╭─ SUPPLIED MATERIAL

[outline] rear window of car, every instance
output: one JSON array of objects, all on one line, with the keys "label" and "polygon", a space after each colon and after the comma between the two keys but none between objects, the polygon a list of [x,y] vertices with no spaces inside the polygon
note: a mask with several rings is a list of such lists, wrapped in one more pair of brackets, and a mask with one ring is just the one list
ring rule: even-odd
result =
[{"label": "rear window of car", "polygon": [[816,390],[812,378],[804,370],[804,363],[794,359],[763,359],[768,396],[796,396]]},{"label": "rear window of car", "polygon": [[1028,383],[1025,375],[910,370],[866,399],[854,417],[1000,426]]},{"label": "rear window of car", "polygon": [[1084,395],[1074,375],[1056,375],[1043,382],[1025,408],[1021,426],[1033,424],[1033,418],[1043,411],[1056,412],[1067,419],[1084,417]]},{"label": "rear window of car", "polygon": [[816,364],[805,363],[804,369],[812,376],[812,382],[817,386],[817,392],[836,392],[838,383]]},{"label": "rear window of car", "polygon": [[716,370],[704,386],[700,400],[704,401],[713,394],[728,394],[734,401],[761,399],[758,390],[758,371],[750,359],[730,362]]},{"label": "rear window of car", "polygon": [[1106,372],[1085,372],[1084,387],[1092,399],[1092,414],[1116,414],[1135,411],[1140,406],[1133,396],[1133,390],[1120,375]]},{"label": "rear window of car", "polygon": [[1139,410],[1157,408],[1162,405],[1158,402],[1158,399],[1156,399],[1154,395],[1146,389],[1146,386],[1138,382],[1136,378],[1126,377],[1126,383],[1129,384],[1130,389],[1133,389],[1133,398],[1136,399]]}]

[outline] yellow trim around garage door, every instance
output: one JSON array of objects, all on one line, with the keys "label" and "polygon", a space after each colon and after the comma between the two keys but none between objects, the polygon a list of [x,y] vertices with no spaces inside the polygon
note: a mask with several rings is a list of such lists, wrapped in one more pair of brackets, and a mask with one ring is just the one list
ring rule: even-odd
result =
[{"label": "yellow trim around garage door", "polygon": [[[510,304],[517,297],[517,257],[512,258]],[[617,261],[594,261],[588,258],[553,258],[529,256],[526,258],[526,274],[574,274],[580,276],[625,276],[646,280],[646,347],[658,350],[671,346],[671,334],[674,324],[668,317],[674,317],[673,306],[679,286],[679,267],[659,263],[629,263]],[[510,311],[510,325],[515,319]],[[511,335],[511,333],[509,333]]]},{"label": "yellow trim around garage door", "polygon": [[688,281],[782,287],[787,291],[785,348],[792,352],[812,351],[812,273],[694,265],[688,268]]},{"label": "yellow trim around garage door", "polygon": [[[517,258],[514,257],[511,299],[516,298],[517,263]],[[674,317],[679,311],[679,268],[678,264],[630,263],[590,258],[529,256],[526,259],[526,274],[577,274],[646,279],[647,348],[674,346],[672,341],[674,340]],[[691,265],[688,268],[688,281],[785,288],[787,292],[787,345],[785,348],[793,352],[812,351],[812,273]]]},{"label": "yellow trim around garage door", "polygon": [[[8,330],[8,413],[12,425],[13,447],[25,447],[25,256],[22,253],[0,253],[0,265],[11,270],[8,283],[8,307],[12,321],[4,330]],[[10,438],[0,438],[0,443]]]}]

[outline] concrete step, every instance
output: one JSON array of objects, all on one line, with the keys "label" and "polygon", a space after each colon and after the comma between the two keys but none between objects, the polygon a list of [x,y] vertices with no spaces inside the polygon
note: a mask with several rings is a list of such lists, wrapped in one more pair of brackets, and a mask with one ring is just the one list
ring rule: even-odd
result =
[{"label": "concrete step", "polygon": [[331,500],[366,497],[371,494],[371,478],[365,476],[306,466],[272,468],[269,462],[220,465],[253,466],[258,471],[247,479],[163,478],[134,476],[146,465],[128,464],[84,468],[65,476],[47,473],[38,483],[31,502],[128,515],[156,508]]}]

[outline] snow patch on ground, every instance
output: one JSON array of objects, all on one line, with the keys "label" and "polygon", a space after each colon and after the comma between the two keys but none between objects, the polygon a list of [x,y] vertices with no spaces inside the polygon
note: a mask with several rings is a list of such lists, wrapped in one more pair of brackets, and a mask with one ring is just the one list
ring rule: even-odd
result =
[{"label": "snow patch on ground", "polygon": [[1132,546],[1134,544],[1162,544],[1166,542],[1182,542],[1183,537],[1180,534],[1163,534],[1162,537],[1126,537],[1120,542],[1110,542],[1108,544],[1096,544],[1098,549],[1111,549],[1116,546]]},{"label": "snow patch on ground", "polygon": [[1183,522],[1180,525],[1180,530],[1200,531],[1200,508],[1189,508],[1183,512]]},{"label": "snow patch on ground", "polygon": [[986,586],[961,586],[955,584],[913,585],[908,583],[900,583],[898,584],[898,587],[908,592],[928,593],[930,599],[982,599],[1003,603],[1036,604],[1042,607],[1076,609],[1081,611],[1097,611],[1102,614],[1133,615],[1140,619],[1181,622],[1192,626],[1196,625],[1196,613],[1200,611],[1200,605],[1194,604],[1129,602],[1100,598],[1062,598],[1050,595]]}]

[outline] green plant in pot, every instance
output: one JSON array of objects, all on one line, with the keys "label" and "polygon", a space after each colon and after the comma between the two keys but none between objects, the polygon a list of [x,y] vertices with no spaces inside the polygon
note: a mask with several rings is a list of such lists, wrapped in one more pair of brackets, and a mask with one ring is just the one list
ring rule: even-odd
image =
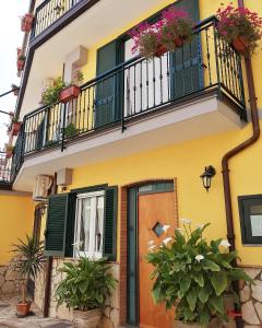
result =
[{"label": "green plant in pot", "polygon": [[41,90],[41,104],[51,105],[59,101],[60,91],[66,86],[64,81],[58,78],[53,84]]},{"label": "green plant in pot", "polygon": [[58,284],[56,298],[58,305],[64,303],[73,309],[76,327],[97,327],[106,297],[111,295],[117,283],[109,270],[106,259],[86,257],[64,262],[59,269],[66,278]]},{"label": "green plant in pot", "polygon": [[75,137],[79,133],[79,129],[75,128],[75,125],[70,122],[63,130],[63,134],[66,138]]},{"label": "green plant in pot", "polygon": [[16,304],[19,316],[26,316],[29,313],[31,302],[27,300],[26,288],[29,277],[34,280],[40,272],[44,263],[43,244],[38,243],[34,237],[26,235],[25,242],[19,238],[20,244],[13,244],[13,249],[17,254],[20,260],[17,268],[22,279],[22,300]]},{"label": "green plant in pot", "polygon": [[228,251],[227,241],[204,238],[207,226],[192,231],[184,219],[183,230],[177,229],[174,237],[147,255],[154,266],[153,298],[167,309],[176,308],[175,327],[219,327],[219,320],[228,320],[225,298],[231,295],[239,302],[233,282],[252,283],[242,269],[234,267],[237,253]]},{"label": "green plant in pot", "polygon": [[247,8],[235,8],[231,3],[219,8],[217,31],[239,54],[247,55],[258,48],[262,37],[262,17]]}]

╰─

**WHAT TO DO**
Repeat all the data as it stands, dropping any images it holds.

**IN RESPONSE**
[outline] rear window of car, every instance
output: one JSON array of objects, all on one line, with the keys "label" and "polygon", a space after each colon and after the comma between the two keys but none between objects, the polygon a list of [x,y] vertices with no spaces inside the polygon
note: a mask with several rings is a list of such lists, wrapped in one more pair of brackets, and a mask with one ring is just the one list
ring rule: even-odd
result =
[{"label": "rear window of car", "polygon": [[816,390],[812,378],[804,370],[804,363],[794,359],[763,359],[768,396],[796,396]]},{"label": "rear window of car", "polygon": [[1028,383],[1025,375],[910,370],[866,399],[854,417],[1000,426]]},{"label": "rear window of car", "polygon": [[1084,395],[1074,375],[1056,375],[1043,382],[1025,408],[1021,426],[1033,424],[1033,418],[1043,411],[1056,412],[1067,419],[1084,417]]},{"label": "rear window of car", "polygon": [[816,364],[805,363],[804,369],[812,376],[812,382],[817,386],[817,392],[836,392],[838,383]]},{"label": "rear window of car", "polygon": [[716,370],[704,386],[700,400],[704,401],[713,394],[728,394],[734,401],[761,399],[758,390],[758,371],[750,359],[730,362]]},{"label": "rear window of car", "polygon": [[1106,372],[1085,372],[1084,387],[1092,399],[1092,414],[1116,414],[1135,411],[1140,406],[1133,396],[1133,390],[1120,375]]},{"label": "rear window of car", "polygon": [[1139,410],[1157,408],[1162,405],[1158,402],[1158,399],[1156,399],[1154,395],[1146,389],[1146,386],[1138,382],[1136,378],[1126,377],[1126,383],[1129,384],[1130,389],[1133,389],[1133,398],[1136,399]]}]

[outline] yellow trim around garage door, every instance
output: one JSON array of objects, all on one line, with the keys "label" and "polygon", a space after each colon and after the comma between the two keys but none between objects, the polygon a list of [x,y] vertices with no spaces inside the polygon
note: a mask with several rings is a list of such lists, wrapped in one more pair of brackets, and a mask with one ring is just the one list
ring rule: even-odd
result =
[{"label": "yellow trim around garage door", "polygon": [[[510,304],[517,297],[517,257],[512,258]],[[617,261],[594,261],[588,258],[553,258],[529,256],[526,258],[526,274],[574,274],[580,276],[625,276],[646,280],[646,347],[658,350],[671,346],[671,334],[674,324],[668,317],[674,317],[673,306],[679,286],[679,267],[659,263],[629,263]],[[510,311],[510,325],[515,319]],[[511,335],[511,333],[509,333]]]},{"label": "yellow trim around garage door", "polygon": [[688,281],[782,287],[787,291],[785,348],[792,352],[812,351],[812,273],[694,265],[688,268]]},{"label": "yellow trim around garage door", "polygon": [[[517,258],[514,257],[511,299],[516,298],[517,263]],[[674,317],[679,311],[679,268],[678,264],[630,263],[590,258],[529,256],[526,259],[526,274],[577,274],[646,279],[647,348],[674,346],[672,341],[674,340]],[[691,265],[688,268],[688,281],[785,288],[787,292],[787,345],[785,348],[793,352],[812,351],[812,273]]]},{"label": "yellow trim around garage door", "polygon": [[[8,330],[8,413],[12,425],[13,447],[25,447],[25,256],[22,253],[0,253],[0,265],[11,270],[8,283],[8,307],[12,321],[4,330]],[[10,438],[0,438],[0,443]]]}]

[outline] concrete step, every instance
output: one JSON array of objects, all on one line, with the keys "label" and "polygon", a space after each colon and after the comma between the two keys but none between objects, the polygon a list of [x,y] vertices with no spaces inside the polygon
note: a mask with several rings is a list of such lists, wrapped in one more pair of brackets, and a mask with one ring is just the one list
ring rule: even-odd
result =
[{"label": "concrete step", "polygon": [[331,500],[366,497],[371,494],[371,478],[365,476],[306,466],[272,468],[269,462],[220,465],[253,466],[258,471],[247,479],[163,478],[134,476],[146,465],[128,464],[84,468],[65,476],[47,473],[38,483],[31,502],[128,515],[156,508]]}]

[outline] snow patch on ground, every instance
output: one JSON array of objects, all on one line, with the keys "label" and "polygon", a space after each colon and after the comma between the two keys but none between objects, the polygon a list of [x,y] vertices with no spaces inside the polygon
note: a mask with several rings is a list of such lists, wrapped in one more pair of brackets, and a mask with one ring is just the one list
ring rule: even-odd
result =
[{"label": "snow patch on ground", "polygon": [[1132,546],[1134,544],[1162,544],[1166,542],[1182,542],[1183,537],[1180,534],[1163,534],[1162,537],[1126,537],[1120,542],[1110,542],[1108,544],[1096,544],[1098,549],[1111,549],[1116,546]]},{"label": "snow patch on ground", "polygon": [[1183,522],[1180,525],[1180,530],[1200,531],[1200,508],[1189,508],[1183,512]]},{"label": "snow patch on ground", "polygon": [[986,586],[961,586],[955,584],[913,585],[908,583],[900,583],[898,584],[898,587],[908,592],[928,593],[930,599],[982,599],[1003,603],[1036,604],[1042,607],[1076,609],[1081,611],[1097,611],[1102,614],[1133,615],[1140,619],[1181,622],[1192,626],[1196,625],[1196,613],[1200,611],[1200,605],[1194,604],[1129,602],[1100,598],[1062,598],[1050,595]]}]

[outline] green plant in pot, every instance
output: one JSON array of objects, all on one line, with the keys "label" and "polygon", a space after each colon and after the comma between the two keys but none between objects, the polygon a list of [x,y] vertices with no spaces inside the polygon
note: a mask with several rings is a list of such lists, wrapped in one more pair of brackets, and a mask with one ring is just the one list
ring rule: even-odd
image =
result =
[{"label": "green plant in pot", "polygon": [[41,90],[41,104],[51,105],[59,101],[60,91],[66,86],[64,81],[58,78],[53,84]]},{"label": "green plant in pot", "polygon": [[58,284],[56,298],[58,305],[64,303],[73,309],[76,327],[97,327],[106,297],[111,295],[117,283],[109,270],[106,259],[86,257],[64,262],[59,269],[66,278]]},{"label": "green plant in pot", "polygon": [[75,137],[79,133],[79,129],[75,128],[75,125],[70,122],[63,130],[63,134],[66,138]]},{"label": "green plant in pot", "polygon": [[16,304],[19,316],[26,316],[29,313],[31,302],[27,300],[26,288],[29,277],[34,280],[40,272],[44,263],[43,244],[38,243],[34,237],[26,235],[25,242],[19,238],[20,244],[13,244],[13,249],[17,254],[20,260],[17,268],[22,279],[22,300]]},{"label": "green plant in pot", "polygon": [[228,251],[227,241],[204,238],[207,226],[192,231],[184,219],[183,230],[177,229],[174,237],[147,255],[154,266],[153,298],[167,309],[176,308],[175,327],[219,327],[219,320],[228,320],[225,298],[231,295],[239,302],[233,282],[252,283],[242,269],[234,267],[237,253]]},{"label": "green plant in pot", "polygon": [[247,8],[235,8],[231,3],[219,8],[217,31],[239,54],[247,55],[258,48],[262,37],[262,17]]}]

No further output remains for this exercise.